**Exercise description**
Write out the records that appear below, verbatim and complete, but without pictures.

* * * * * * *

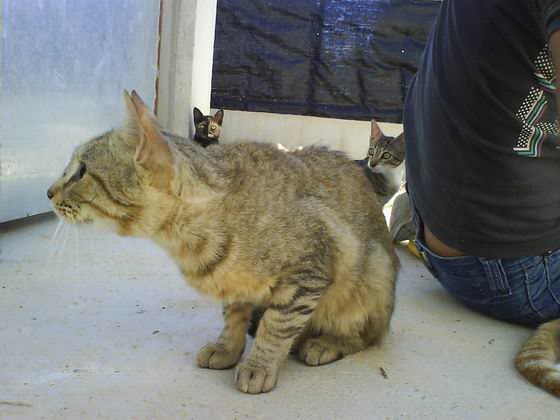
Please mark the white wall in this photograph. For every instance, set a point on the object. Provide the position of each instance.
(292, 131)
(186, 55)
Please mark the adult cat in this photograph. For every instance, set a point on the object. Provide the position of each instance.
(298, 235)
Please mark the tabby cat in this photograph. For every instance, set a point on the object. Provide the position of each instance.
(207, 127)
(538, 357)
(386, 162)
(257, 228)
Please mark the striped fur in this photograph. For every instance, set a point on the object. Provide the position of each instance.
(298, 236)
(538, 357)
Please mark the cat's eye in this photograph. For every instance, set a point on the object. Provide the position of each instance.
(79, 173)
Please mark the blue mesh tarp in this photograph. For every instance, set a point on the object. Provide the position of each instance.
(330, 58)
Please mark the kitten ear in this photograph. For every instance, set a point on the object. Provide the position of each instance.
(376, 134)
(219, 116)
(153, 153)
(197, 115)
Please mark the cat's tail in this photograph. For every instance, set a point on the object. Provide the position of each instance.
(536, 360)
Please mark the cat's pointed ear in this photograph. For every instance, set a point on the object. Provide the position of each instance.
(153, 152)
(398, 146)
(219, 116)
(376, 134)
(197, 115)
(132, 128)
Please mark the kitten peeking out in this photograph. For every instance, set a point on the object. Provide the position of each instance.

* * * * * * *

**Answer to the exercise**
Please mark the white wall in this photograph. For every instance, set a point on the object. Provide the position of each instance.
(292, 131)
(186, 55)
Please mark the adult cat in this photograph. For every instance, set a point on the object. Provide the position of each instance.
(298, 235)
Please mark the tabby cat in this photograph. For every instance, set a point on the object. Provide the position of each instance.
(207, 127)
(538, 357)
(386, 162)
(257, 228)
Please mark the striped fur in this photograph. For every instance, set a point on the object. Provide the position of each instance.
(298, 236)
(538, 357)
Please mark the cat's eye in this photograph. For every instance, set a point on the object. Provide the position of each instance.
(79, 173)
Please mark the blue mesh tarp in this photograph. For every instance, set a point on the object. Provide the position of each instance.
(330, 58)
Please mark the kitten ear in this photograph. For every instance, set a point on the object. Provide the position of each instance.
(376, 134)
(219, 116)
(153, 153)
(197, 115)
Please mark the cat's tail in this photograph. For every instance, set a point on the object. Provide the position of each instance.
(536, 360)
Please mark the cat's pointed ear in this photograph. For every instance, set a point on the object. Provide the position of each instance.
(153, 152)
(398, 146)
(219, 116)
(376, 134)
(197, 115)
(132, 128)
Please mark the kitten peeking out in this photograph. For every instance, set a point on the object. Provide the position of each instance.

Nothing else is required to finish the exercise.